> Goal of the exercise
Switch every "Target" in the entries below to "Object", keeping everything else the same. Leave the pictures out of your answer.

[Point-based annotation data]
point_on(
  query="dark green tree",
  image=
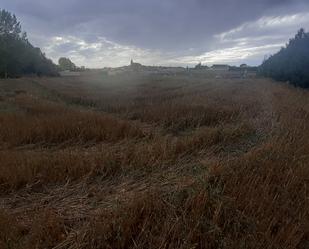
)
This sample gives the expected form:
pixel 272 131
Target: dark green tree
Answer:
pixel 291 63
pixel 17 55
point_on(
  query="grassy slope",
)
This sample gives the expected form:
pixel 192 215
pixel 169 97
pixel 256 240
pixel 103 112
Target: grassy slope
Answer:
pixel 157 162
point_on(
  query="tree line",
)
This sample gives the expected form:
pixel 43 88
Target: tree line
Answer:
pixel 17 55
pixel 291 63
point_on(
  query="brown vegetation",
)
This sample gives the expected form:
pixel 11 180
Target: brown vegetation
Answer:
pixel 153 162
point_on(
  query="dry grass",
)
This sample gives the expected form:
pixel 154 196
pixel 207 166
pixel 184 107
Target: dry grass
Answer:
pixel 153 162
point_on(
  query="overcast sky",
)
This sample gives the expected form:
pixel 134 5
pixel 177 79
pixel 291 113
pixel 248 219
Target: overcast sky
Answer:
pixel 99 33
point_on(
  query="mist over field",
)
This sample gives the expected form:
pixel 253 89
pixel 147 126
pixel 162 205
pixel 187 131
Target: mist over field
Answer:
pixel 154 124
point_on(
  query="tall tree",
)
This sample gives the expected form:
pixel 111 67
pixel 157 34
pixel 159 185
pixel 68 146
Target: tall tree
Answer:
pixel 291 63
pixel 17 55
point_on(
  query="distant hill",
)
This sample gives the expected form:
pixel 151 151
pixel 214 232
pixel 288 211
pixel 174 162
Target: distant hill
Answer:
pixel 291 63
pixel 17 55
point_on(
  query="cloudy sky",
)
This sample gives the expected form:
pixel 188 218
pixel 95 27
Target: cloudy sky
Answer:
pixel 99 33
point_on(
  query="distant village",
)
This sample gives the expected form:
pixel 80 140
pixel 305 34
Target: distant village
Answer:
pixel 216 70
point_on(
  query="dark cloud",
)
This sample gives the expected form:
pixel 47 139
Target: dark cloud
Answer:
pixel 172 26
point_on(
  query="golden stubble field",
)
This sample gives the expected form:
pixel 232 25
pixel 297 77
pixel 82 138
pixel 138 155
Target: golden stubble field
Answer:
pixel 153 162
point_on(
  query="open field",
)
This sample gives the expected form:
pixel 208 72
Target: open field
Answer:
pixel 153 162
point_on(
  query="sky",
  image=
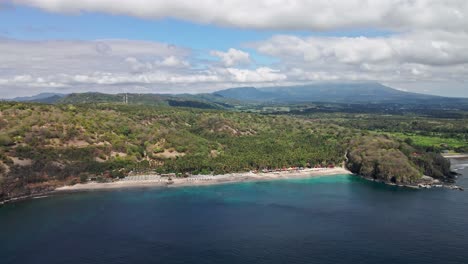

> Problem solution
point_on(
  query="dark green tree",
  image=
)
This sample gives the expected form:
pixel 272 131
Object: dark green tree
Answer:
pixel 291 63
pixel 17 55
point_on(
  query="grassy slope",
)
This sample gives the expected form:
pixel 192 215
pixel 169 97
pixel 256 240
pixel 103 112
Object: grassy slope
Answer:
pixel 157 162
point_on(
  query="tree line",
)
This sample gives the expected form:
pixel 43 88
Object: tree line
Answer:
pixel 17 55
pixel 291 63
point_on(
  query="brown vegetation",
)
This sample gives the expected form:
pixel 11 180
Object: brown vegetation
Answer:
pixel 153 162
point_on(
  query="dry grass",
)
This sample gives the expected form:
pixel 154 196
pixel 207 166
pixel 184 107
Object: dry grass
Answer:
pixel 153 162
point_on(
  query="overcast sky",
)
This sample gives the expected form:
pixel 134 5
pixel 177 79
pixel 291 113
pixel 248 219
Object: overcast sky
Answer:
pixel 99 33
point_on(
  query="mist over field",
)
This sample gives the expected form:
pixel 253 89
pixel 147 126
pixel 162 205
pixel 187 131
Object: mist over field
Answer:
pixel 154 124
point_on(
  query="tall tree",
)
This sample gives the expected form:
pixel 111 67
pixel 157 34
pixel 159 185
pixel 68 146
Object: tall tree
Answer:
pixel 291 63
pixel 17 55
point_on(
  query="distant hill",
)
This sample gives the expected form:
pixel 151 151
pixel 214 232
pixel 288 211
pixel 174 162
Object: distant hill
Answer:
pixel 291 63
pixel 17 55
point_on(
  query="cloudy sky",
)
This sample gives the expected form:
pixel 188 218
pixel 95 27
Object: cloudy sky
Answer:
pixel 99 33
point_on(
  query="distant village",
)
This sample gives the expected form:
pixel 80 140
pixel 305 34
Object: distant village
Answer:
pixel 216 70
point_on(
  query="dark cloud",
)
This sample gives the expected form:
pixel 47 139
Object: dark cloud
Answer:
pixel 172 26
point_on(
  query="golden stubble field",
)
This sample gives the expected form:
pixel 232 25
pixel 297 77
pixel 82 138
pixel 138 155
Object: golden stubble field
Answer:
pixel 153 162
point_on(
  query="open field",
)
This sample gives the expected form:
pixel 208 72
Object: open field
Answer:
pixel 153 162
point_on(
  query="sky",
  image=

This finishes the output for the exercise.